Directions for this task >>
Below are the entries; set down each of them exactly.

Dataset excerpts >>
---*---
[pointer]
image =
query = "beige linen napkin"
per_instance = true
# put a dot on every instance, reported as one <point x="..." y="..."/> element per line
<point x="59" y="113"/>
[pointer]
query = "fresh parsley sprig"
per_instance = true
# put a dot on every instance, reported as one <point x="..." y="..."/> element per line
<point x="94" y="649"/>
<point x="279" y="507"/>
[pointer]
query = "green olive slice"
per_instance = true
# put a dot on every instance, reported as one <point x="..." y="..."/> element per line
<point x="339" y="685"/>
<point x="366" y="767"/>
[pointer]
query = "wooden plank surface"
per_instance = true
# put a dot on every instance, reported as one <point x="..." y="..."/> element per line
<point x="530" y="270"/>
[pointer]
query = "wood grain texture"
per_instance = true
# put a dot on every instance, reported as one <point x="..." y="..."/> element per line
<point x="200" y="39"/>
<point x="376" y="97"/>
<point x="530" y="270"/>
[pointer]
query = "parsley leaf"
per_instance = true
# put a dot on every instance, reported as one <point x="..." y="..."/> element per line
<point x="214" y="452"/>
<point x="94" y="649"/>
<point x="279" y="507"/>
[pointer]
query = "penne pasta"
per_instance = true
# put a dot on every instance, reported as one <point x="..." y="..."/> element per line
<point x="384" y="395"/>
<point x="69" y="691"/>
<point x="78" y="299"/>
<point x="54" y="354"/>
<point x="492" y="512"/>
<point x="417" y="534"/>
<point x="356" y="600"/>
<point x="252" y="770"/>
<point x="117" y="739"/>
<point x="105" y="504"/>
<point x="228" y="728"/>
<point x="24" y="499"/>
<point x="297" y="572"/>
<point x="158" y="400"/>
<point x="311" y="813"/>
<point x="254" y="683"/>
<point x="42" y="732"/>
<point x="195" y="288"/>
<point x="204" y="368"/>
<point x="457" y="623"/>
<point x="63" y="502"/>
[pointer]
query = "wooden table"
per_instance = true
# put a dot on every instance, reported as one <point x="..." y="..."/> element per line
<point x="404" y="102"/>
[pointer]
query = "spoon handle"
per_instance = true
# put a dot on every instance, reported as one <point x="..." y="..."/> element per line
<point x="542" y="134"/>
---*---
The answer >>
[pointer]
image =
query = "beige linen napkin"
per_instance = true
# put a dot on every instance, reported as one <point x="..." y="..."/> element per line
<point x="59" y="113"/>
[pointer]
query = "fresh parsley sprig"
per_instance = true
# put a dot on every instance, reported as one <point x="..." y="..."/> element per line
<point x="94" y="649"/>
<point x="279" y="507"/>
[pointer]
query = "green olive slice"
per_instance = true
# put a dot on every instance, reported as one <point x="..." y="..."/> element per line
<point x="339" y="685"/>
<point x="366" y="767"/>
[pointer]
query = "wooden plank surface"
per_instance = true
# put a dot on every instance, reported as one <point x="..." y="..."/> element per line
<point x="530" y="270"/>
[pointer]
query = "wood grain texture"
per_instance = true
# put a dot on every instance, reported as one <point x="..." y="..."/> element per line
<point x="200" y="39"/>
<point x="376" y="97"/>
<point x="530" y="270"/>
[pointer]
query = "parsley leaf"
per_instance = true
# put a dot on every instance, reported as one <point x="..." y="..."/> element per line
<point x="214" y="452"/>
<point x="94" y="649"/>
<point x="279" y="507"/>
[pointer]
query = "penne pasta"
per_instance = true
# put a dot on every instance, reported as one <point x="..." y="..."/> element per line
<point x="384" y="395"/>
<point x="69" y="691"/>
<point x="78" y="299"/>
<point x="54" y="354"/>
<point x="492" y="512"/>
<point x="417" y="534"/>
<point x="356" y="600"/>
<point x="252" y="770"/>
<point x="117" y="739"/>
<point x="105" y="504"/>
<point x="228" y="728"/>
<point x="24" y="499"/>
<point x="297" y="572"/>
<point x="158" y="400"/>
<point x="311" y="813"/>
<point x="254" y="683"/>
<point x="42" y="732"/>
<point x="195" y="288"/>
<point x="204" y="368"/>
<point x="457" y="623"/>
<point x="63" y="502"/>
[pointer]
query = "wooden table"
per_instance = true
# put a dot on every instance, reported as one <point x="..." y="..."/> element per line
<point x="404" y="102"/>
[pointer]
query = "spoon handle"
per_instance = true
# put a dot on every instance, reported as one <point x="..." y="..."/> element per line
<point x="542" y="134"/>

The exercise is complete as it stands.